Texto mostrado —
A partir de la frase en la imagen, analizó con la agudeza posible dos fenómenos críticos: la migración masiva de jóvenes y profesionales, y la dependencia económica de divisas externas como sostén de una estructura nacional debilitada.
El valor de la frase radica en exponer la paradoja de un estilo de gobierno que, mientras promueve discursos de soberanía y resistencia, subsiste gracias a un flujo monetario vinculado al desarraigo de su población.
Esta «metáfora» no sólo describe una realidad económica, sino que interpela la sostenibilidad ética y política de un modelo que externaliza su supervivencia.
Utilizo el término “termómetro” para sugerir que las remesas no son meros ingresos, sino un indicador de la salud del sistema socioeconómico cubano.
La “fiebre” alude a un estado crónico de desequilibrio: una economía que, incapaz de generar riqueza endógena, depende de capitales externos para paliar su fragilidad.
Este diagnóstico señala que la migración juvenil y calificada, el «éxodo de los hijos» no es un fenómeno aislado, sino un síntoma de estructuras productivas ineficaces y de la falta de oportunidades para retener talento.
Según datos «extraoficiales» y estudios independientes, Cuba recibe más de $3,000 millones anuales en remesas, cifra que supera los ingresos por turismo o exportaciones.

Datos proporcionados —

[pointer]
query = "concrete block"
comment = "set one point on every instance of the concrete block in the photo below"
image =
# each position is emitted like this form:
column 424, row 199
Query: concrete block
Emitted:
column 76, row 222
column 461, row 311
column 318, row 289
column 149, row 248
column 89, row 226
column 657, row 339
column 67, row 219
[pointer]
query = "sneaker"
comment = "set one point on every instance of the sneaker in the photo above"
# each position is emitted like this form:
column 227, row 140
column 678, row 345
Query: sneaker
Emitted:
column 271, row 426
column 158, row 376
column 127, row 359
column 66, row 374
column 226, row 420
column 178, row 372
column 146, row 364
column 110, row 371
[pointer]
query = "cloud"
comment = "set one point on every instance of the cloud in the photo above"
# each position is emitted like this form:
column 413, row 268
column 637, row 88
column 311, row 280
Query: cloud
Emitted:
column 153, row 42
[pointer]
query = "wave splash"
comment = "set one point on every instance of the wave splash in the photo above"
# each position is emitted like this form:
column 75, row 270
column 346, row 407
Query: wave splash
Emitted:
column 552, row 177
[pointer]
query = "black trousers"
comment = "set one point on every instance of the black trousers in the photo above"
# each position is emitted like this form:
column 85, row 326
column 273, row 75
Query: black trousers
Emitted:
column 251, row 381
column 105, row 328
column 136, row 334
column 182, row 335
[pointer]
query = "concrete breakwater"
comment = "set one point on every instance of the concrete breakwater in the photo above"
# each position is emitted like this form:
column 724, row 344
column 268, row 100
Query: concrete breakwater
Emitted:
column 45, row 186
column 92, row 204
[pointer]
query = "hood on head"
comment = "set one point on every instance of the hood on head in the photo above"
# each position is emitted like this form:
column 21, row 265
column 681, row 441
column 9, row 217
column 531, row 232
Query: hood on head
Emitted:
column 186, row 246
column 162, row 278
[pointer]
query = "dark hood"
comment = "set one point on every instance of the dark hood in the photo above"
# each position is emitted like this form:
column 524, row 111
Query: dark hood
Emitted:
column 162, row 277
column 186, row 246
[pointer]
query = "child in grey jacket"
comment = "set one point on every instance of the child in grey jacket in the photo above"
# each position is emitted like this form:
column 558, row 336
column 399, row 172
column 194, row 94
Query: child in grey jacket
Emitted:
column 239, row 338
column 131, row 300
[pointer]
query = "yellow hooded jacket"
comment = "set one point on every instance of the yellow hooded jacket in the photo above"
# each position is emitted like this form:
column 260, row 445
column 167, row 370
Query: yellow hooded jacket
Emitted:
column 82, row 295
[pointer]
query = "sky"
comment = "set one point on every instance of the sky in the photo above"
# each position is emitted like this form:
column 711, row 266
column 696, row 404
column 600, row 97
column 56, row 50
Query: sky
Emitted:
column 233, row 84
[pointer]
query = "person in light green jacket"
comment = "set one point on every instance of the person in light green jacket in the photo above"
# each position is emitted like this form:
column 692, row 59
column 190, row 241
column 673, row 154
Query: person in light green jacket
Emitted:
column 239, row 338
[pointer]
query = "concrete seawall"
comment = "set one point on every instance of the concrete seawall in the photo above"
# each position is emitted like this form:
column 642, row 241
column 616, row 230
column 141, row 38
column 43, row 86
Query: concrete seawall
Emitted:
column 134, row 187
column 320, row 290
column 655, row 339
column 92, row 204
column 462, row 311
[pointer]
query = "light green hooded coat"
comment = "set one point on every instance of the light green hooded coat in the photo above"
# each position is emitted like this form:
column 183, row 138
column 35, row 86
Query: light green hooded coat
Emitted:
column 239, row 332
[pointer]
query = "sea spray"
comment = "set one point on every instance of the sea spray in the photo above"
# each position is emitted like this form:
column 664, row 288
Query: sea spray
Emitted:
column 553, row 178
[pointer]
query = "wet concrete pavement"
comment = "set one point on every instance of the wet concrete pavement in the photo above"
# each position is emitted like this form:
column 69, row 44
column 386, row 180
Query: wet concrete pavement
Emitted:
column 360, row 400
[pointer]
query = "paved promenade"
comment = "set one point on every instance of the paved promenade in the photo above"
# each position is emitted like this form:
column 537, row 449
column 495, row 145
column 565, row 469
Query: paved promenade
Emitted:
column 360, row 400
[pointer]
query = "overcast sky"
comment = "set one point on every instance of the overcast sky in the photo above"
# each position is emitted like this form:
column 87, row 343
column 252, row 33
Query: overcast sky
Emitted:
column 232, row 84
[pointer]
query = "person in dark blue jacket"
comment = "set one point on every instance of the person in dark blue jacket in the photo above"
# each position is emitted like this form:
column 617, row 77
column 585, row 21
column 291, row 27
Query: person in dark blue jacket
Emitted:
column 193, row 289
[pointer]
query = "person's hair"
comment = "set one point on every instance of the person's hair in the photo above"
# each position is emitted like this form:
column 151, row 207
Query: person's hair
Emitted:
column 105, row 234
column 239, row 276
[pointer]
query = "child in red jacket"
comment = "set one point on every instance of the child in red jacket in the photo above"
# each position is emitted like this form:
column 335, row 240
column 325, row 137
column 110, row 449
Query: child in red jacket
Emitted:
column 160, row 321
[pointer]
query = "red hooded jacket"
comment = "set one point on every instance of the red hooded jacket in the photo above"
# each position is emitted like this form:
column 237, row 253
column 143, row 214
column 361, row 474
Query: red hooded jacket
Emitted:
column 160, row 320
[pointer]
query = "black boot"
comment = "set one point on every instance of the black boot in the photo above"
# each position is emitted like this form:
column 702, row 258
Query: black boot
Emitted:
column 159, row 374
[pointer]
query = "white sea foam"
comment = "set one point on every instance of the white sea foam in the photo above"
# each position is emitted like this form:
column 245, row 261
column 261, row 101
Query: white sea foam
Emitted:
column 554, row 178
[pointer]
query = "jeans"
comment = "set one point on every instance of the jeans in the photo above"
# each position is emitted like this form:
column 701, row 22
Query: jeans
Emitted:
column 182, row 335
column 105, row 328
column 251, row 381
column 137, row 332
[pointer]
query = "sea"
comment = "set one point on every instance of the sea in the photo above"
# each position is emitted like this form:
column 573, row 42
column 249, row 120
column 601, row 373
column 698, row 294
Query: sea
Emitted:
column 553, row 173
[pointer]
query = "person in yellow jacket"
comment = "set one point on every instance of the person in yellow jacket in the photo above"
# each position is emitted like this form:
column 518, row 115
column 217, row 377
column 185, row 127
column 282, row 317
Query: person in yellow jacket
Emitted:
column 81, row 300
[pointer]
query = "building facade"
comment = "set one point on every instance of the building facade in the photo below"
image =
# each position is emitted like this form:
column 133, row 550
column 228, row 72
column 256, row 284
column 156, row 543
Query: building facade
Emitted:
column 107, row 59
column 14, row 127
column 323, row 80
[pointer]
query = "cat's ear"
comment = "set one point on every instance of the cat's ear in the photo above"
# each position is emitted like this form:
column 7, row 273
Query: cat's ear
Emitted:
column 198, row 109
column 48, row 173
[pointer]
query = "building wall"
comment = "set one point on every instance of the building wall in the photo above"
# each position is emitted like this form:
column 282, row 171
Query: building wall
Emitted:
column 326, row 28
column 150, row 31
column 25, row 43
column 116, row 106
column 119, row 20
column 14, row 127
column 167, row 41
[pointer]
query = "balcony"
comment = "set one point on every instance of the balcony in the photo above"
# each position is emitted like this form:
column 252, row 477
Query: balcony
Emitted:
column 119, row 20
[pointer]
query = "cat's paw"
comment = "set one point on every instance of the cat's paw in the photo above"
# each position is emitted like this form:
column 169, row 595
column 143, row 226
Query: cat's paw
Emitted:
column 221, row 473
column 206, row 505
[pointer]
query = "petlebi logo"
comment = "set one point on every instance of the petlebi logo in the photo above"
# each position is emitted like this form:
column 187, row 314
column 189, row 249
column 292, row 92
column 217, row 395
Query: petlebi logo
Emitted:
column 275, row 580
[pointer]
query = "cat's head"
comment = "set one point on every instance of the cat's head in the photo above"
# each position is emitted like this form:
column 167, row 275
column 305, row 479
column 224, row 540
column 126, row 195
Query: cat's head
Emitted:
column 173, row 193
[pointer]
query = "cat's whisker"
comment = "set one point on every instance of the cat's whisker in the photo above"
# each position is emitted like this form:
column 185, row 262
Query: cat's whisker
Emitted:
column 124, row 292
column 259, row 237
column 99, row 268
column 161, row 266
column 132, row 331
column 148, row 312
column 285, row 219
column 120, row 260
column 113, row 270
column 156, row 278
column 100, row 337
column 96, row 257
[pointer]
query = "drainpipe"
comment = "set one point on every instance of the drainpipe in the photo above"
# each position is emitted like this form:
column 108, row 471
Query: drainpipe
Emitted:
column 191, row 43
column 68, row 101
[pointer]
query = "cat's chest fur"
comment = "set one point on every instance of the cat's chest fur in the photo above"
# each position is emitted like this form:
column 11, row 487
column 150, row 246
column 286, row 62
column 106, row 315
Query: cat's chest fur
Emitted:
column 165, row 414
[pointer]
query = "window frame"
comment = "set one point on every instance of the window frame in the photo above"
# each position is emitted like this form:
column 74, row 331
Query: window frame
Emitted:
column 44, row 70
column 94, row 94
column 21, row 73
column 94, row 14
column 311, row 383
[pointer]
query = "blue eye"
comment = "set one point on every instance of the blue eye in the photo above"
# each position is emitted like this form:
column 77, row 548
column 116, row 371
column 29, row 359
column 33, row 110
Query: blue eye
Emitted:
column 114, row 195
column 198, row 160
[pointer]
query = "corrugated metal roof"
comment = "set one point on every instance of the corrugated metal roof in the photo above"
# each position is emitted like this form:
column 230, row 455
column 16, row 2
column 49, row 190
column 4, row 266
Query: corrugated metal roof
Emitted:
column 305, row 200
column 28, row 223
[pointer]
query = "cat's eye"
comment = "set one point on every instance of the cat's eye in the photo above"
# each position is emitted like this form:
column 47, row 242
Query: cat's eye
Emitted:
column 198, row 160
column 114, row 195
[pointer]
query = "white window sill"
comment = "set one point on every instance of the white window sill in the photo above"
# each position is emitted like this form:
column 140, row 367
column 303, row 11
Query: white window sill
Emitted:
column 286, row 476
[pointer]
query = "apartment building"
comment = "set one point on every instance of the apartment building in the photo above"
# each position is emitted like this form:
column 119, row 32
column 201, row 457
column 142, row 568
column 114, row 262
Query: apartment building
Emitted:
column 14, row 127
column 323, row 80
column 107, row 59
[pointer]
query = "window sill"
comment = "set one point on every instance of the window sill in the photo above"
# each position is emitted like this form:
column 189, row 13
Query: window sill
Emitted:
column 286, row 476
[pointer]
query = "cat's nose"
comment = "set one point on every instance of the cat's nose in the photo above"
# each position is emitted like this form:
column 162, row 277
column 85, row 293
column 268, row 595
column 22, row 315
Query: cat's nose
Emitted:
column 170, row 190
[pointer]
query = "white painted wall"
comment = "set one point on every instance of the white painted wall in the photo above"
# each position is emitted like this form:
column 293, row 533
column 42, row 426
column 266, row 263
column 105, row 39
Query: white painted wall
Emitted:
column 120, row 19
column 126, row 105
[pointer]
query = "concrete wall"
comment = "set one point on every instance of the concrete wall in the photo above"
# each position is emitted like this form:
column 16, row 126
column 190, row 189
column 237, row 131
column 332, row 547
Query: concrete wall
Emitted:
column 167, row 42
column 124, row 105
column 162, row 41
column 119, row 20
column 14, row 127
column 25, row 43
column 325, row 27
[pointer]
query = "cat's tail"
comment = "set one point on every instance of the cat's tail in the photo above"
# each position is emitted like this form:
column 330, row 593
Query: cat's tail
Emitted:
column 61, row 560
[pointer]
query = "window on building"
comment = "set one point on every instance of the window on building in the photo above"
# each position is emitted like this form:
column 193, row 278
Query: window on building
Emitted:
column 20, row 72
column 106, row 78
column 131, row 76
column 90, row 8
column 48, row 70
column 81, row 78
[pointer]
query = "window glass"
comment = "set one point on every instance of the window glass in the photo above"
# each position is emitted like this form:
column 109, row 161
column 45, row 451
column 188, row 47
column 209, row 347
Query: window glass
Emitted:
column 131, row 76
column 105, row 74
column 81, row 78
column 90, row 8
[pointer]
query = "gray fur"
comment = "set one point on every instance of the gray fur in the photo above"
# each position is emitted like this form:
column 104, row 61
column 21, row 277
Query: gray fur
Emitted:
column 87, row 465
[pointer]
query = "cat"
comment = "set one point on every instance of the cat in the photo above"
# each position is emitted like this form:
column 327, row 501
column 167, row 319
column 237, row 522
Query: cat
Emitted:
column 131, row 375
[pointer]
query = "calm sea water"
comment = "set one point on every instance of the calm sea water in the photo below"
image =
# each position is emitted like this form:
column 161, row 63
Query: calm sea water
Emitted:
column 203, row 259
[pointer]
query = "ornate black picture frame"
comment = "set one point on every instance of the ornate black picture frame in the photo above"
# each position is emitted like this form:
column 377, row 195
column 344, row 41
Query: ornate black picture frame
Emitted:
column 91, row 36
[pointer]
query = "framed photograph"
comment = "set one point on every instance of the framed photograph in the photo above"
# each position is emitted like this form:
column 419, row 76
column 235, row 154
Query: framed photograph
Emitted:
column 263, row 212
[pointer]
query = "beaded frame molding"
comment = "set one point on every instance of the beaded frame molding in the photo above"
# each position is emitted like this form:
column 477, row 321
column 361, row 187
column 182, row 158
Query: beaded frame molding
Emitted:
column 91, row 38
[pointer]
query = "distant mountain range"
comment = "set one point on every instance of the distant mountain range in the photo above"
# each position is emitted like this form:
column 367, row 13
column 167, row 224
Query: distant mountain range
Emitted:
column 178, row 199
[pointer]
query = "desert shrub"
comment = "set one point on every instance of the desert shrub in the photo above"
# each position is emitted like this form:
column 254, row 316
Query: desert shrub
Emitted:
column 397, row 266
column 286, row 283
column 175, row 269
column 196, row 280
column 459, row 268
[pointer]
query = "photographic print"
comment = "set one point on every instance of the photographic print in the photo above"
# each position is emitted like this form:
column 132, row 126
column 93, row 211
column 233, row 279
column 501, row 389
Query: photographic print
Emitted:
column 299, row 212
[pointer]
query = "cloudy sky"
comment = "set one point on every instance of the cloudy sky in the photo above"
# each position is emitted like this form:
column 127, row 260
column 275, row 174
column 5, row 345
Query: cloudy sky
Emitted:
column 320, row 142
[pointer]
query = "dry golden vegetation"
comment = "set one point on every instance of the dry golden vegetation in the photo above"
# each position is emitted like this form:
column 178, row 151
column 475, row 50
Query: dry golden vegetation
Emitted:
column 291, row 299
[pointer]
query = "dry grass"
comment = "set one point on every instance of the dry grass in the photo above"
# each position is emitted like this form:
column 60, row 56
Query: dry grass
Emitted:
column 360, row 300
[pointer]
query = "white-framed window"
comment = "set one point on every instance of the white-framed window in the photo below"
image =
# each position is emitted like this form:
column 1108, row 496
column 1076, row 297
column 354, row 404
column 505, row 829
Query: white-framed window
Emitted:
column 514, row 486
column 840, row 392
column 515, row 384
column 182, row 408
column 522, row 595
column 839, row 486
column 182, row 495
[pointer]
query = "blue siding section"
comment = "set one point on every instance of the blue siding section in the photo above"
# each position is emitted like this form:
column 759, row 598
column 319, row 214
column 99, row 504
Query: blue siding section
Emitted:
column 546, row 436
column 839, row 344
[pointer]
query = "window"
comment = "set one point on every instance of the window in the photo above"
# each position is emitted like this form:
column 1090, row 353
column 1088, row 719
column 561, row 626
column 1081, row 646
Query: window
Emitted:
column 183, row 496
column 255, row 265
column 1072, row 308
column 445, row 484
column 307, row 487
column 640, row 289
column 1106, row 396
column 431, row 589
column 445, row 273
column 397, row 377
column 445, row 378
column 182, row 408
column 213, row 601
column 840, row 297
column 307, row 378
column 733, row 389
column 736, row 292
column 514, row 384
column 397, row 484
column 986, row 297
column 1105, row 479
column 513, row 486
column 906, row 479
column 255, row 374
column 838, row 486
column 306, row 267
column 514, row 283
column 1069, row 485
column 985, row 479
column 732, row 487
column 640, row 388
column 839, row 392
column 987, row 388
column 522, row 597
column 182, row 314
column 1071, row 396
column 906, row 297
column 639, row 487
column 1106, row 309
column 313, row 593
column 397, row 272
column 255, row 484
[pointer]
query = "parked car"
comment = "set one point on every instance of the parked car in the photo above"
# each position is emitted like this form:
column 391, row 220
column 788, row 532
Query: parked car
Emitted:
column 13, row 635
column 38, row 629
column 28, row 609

Enunciado del problema —
¿Puedes reproducir completo el texto sobre las remesas en Cuba, sin cambiar ninguna palabra ni signo?

Solución propuesta —
A partir de la frase en la imagen, analizó con la agudeza posible dos fenómenos críticos: la migración masiva de jóvenes y profesionales, y la dependencia económica de divisas externas como sostén de una estructura nacional debilitada.
El valor de la frase radica en exponer la paradoja de un estilo de gobierno que, mientras promueve discursos de soberanía y resistencia, subsiste gracias a un flujo monetario vinculado al desarraigo de su población.
Esta «metáfora» no sólo describe una realidad económica, sino que interpela la sostenibilidad ética y política de un modelo que externaliza su supervivencia.
Utilizo el término “termómetro” para sugerir que las remesas no son meros ingresos, sino un indicador de la salud del sistema socioeconómico cubano.
La “fiebre” alude a un estado crónico de desequilibrio: una economía que, incapaz de generar riqueza endógena, depende de capitales externos para paliar su fragilidad.
Este diagnóstico señala que la migración juvenil y calificada, el «éxodo de los hijos» no es un fenómeno aislado, sino un síntoma de estructuras productivas ineficaces y de la falta de oportunidades para retener talento.
Según datos «extraoficiales» y estudios independientes, Cuba recibe más de $3,000 millones anuales en remesas, cifra que supera los ingresos por turismo o exportaciones.